### [Task description]
Find "Target: hanging tool" and "form: point(43, 43)." in the records below. Copy the lines holding them and every line between, exactly, and no others.
── Records for the task
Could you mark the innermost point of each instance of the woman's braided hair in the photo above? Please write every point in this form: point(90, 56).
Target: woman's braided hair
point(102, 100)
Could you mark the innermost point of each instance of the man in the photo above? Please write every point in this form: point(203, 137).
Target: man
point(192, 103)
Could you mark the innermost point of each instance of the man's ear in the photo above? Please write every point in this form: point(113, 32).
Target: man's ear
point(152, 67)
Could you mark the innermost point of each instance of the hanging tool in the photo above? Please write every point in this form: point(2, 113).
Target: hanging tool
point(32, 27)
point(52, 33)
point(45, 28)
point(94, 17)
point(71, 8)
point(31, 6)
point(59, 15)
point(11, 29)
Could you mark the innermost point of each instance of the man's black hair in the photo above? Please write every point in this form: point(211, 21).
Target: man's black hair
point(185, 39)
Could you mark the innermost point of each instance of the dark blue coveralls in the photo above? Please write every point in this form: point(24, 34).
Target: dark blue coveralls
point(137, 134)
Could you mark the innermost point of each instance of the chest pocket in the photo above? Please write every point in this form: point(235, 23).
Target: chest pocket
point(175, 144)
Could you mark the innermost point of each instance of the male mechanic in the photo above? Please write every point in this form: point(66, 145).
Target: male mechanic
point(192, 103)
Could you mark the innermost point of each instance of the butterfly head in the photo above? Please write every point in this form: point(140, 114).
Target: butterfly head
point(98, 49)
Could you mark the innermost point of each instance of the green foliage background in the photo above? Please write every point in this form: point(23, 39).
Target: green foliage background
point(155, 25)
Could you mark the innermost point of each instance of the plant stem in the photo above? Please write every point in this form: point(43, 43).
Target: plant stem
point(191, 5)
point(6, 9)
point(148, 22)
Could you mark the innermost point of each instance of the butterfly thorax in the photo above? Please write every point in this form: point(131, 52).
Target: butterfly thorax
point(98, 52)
────
### [Solution to this task]
Target: hanging tool
point(32, 27)
point(52, 33)
point(45, 28)
point(94, 17)
point(71, 8)
point(31, 6)
point(59, 15)
point(11, 29)
Could you mark the innermost point of each instance of the man's black hair in the photo above? Please write every point in this form: point(211, 21).
Target: man's black hair
point(185, 39)
Could you mark the innermost point of each instance of the dark blue coveralls in the photo above? Please write every point in this form: point(24, 34).
Target: dark blue coveralls
point(137, 134)
Could you mark the innermost point of each instance of the chest pocket in the photo above? Please write every point in this form: point(235, 23).
Target: chest pocket
point(175, 144)
Could you mark the innermost point of each instance of the male mechanic in the photo above? Please write every point in this form: point(66, 145).
Target: male mechanic
point(192, 103)
Could you mark the innermost point of each instance of the butterfly head in the photo above? Please write every point in this form: point(140, 114).
Target: butterfly head
point(98, 49)
Could you mark the innermost point of each instance of the green foliage background in the photo above? Please write every point in this form: point(23, 39).
Target: green foliage background
point(155, 25)
Could you mark the innermost point of each instance of the plant stem in the photo above? Please write every point in this form: point(43, 43).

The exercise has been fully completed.